*** MATERIAL FOR THIS EXERCISE ***
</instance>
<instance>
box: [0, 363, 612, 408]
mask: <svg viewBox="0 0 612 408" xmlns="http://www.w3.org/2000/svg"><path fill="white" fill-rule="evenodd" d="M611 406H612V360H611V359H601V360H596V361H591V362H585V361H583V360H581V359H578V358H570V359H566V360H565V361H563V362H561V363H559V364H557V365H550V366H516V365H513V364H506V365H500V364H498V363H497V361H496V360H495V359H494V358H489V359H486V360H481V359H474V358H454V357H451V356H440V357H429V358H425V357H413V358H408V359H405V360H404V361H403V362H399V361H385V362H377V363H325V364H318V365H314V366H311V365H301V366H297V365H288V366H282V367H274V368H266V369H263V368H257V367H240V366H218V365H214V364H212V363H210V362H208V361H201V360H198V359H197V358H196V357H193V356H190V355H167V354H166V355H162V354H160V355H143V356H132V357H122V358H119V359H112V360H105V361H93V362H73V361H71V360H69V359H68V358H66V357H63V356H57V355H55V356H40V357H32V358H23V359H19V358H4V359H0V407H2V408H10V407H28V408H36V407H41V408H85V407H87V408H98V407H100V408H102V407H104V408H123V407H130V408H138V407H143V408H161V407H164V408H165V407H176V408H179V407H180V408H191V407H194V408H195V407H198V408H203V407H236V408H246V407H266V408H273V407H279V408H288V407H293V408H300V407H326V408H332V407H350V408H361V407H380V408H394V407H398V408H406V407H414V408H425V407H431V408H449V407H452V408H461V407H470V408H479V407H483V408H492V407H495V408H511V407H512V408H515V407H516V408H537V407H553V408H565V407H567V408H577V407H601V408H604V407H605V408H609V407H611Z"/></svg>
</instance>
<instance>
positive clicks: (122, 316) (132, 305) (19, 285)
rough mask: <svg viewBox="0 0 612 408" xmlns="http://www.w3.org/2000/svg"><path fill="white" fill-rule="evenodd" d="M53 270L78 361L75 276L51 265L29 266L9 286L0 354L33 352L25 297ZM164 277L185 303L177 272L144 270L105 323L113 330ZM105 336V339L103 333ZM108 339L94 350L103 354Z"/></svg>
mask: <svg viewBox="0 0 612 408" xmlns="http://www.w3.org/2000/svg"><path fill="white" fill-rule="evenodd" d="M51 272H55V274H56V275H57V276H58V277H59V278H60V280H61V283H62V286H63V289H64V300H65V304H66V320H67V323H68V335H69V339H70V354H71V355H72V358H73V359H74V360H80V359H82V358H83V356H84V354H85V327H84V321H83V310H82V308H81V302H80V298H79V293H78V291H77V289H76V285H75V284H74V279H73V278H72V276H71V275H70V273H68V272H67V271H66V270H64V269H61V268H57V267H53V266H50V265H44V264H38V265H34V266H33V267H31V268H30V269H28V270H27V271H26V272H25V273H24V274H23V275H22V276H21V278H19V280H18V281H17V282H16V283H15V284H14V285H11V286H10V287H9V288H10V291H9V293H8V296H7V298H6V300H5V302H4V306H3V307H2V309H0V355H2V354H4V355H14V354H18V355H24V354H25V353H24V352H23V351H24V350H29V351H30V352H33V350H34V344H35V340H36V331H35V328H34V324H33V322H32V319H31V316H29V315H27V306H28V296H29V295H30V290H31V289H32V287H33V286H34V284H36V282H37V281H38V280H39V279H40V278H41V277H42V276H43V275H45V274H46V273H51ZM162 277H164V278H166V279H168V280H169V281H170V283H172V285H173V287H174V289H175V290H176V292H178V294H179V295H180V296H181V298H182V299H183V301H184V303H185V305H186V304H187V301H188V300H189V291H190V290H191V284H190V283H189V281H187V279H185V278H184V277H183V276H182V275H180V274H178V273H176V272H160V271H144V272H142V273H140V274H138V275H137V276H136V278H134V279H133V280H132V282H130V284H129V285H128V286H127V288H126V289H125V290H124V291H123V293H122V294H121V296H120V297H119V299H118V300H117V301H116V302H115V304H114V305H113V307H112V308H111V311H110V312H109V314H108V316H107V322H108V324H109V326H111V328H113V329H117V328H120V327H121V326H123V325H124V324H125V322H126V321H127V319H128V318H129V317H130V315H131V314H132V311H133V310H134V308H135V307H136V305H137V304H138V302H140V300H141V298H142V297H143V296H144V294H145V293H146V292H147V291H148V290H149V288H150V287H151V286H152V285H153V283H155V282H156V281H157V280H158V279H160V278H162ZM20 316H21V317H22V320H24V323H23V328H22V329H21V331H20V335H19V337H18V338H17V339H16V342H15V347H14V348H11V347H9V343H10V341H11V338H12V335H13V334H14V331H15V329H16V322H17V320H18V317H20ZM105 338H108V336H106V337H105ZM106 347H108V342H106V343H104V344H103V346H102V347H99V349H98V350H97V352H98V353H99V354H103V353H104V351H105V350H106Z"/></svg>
*** End of MATERIAL FOR THIS EXERCISE ***
** EXERCISE GOAL **
Transcribe the material above in full.

** ANSWER BOX **
</instance>
<instance>
box: [0, 363, 612, 408]
mask: <svg viewBox="0 0 612 408" xmlns="http://www.w3.org/2000/svg"><path fill="white" fill-rule="evenodd" d="M611 406H612V360H611V359H601V360H596V361H591V362H585V361H583V360H581V359H578V358H570V359H566V360H565V361H563V362H561V363H559V364H557V365H550V366H516V365H513V364H506V365H500V364H498V363H497V361H496V360H495V359H494V358H489V359H486V360H481V359H474V358H454V357H451V356H440V357H429V358H425V357H413V358H408V359H405V360H404V361H403V362H399V361H385V362H377V363H325V364H318V365H314V366H311V365H301V366H297V365H288V366H282V367H274V368H266V369H263V368H257V367H240V366H218V365H214V364H212V363H210V362H208V361H201V360H198V359H197V358H196V357H193V356H190V355H167V354H166V355H162V354H160V355H143V356H132V357H122V358H119V359H112V360H105V361H93V362H73V361H71V360H69V359H68V358H66V357H63V356H57V355H55V356H40V357H32V358H23V359H19V358H4V359H0V407H2V408H10V407H28V408H36V407H41V408H85V407H87V408H98V407H100V408H102V407H104V408H123V407H130V408H138V407H143V408H161V407H164V408H165V407H176V408H179V407H180V408H191V407H194V408H195V407H198V408H203V407H236V408H246V407H266V408H273V407H279V408H288V407H293V408H300V407H326V408H332V407H350V408H361V407H380V408H394V407H398V408H406V407H414V408H425V407H431V408H449V407H452V408H461V407H470V408H479V407H483V408H492V407H495V408H511V407H512V408H515V407H516V408H537V407H553V408H565V407H567V408H577V407H601V408H604V407H605V408H609V407H611Z"/></svg>
</instance>
<instance>
positive clicks: (122, 316) (132, 305) (19, 285)
rough mask: <svg viewBox="0 0 612 408" xmlns="http://www.w3.org/2000/svg"><path fill="white" fill-rule="evenodd" d="M53 270L78 361L75 276L51 265L29 266L9 286L0 354L33 352L25 297ZM164 277L185 303L177 272L144 270L105 323L113 330ZM105 336V339L103 333ZM108 339L94 350L103 354Z"/></svg>
mask: <svg viewBox="0 0 612 408" xmlns="http://www.w3.org/2000/svg"><path fill="white" fill-rule="evenodd" d="M51 272H55V274H56V275H57V276H58V277H59V278H60V280H61V283H62V286H63V289H64V300H65V304H66V320H67V323H68V335H69V339H70V354H71V355H72V358H73V359H74V360H80V359H82V358H83V356H84V354H85V327H84V321H83V310H82V308H81V302H80V298H79V293H78V291H77V289H76V285H75V284H74V279H73V278H72V276H71V275H70V273H68V272H67V271H66V270H64V269H61V268H57V267H53V266H50V265H44V264H38V265H34V266H33V267H31V268H30V269H28V270H27V271H26V272H25V273H24V274H23V275H22V276H21V278H19V280H18V281H17V282H16V283H15V284H14V285H11V286H10V287H9V288H10V291H9V293H8V296H7V298H6V300H5V302H4V306H3V307H2V309H0V355H2V354H4V355H14V354H18V355H24V354H25V353H24V352H23V351H24V350H29V351H30V352H33V350H34V344H35V340H36V331H35V328H34V324H33V322H32V319H31V316H29V315H27V306H28V296H29V295H30V290H31V289H32V287H33V286H34V284H36V282H37V281H38V280H39V279H40V278H41V277H42V276H43V275H45V274H46V273H51ZM162 277H164V278H166V279H168V280H169V281H170V283H172V285H173V287H174V289H175V290H176V292H178V294H179V295H180V296H181V298H182V299H183V301H184V303H185V305H186V304H187V301H188V300H189V291H190V290H191V284H190V283H189V281H187V279H185V278H184V277H183V276H182V275H180V274H178V273H176V272H160V271H144V272H142V273H140V274H138V275H137V276H136V278H134V279H133V280H132V282H130V284H129V285H128V286H127V288H126V289H125V290H124V291H123V293H122V294H121V296H120V297H119V299H118V300H117V301H116V302H115V304H114V305H113V307H112V308H111V311H110V312H109V314H108V316H107V322H108V324H109V326H111V328H113V329H117V328H120V327H121V326H123V325H124V324H125V322H126V321H127V319H128V318H129V317H130V315H131V314H132V311H133V310H134V308H135V307H136V305H137V304H138V302H140V300H141V298H142V297H143V296H144V294H145V293H146V292H147V291H148V290H149V288H150V287H151V286H152V285H153V283H155V282H156V281H157V280H158V279H160V278H162ZM20 316H21V317H22V320H24V323H23V328H22V329H21V331H20V335H19V337H18V338H17V339H16V342H15V347H14V348H11V347H9V343H10V341H11V338H12V335H13V334H14V331H15V329H16V322H17V320H18V317H20ZM105 338H108V336H106V337H105ZM106 347H108V342H106V343H104V344H103V346H102V347H99V349H98V350H97V352H98V353H99V354H103V353H104V351H105V350H106Z"/></svg>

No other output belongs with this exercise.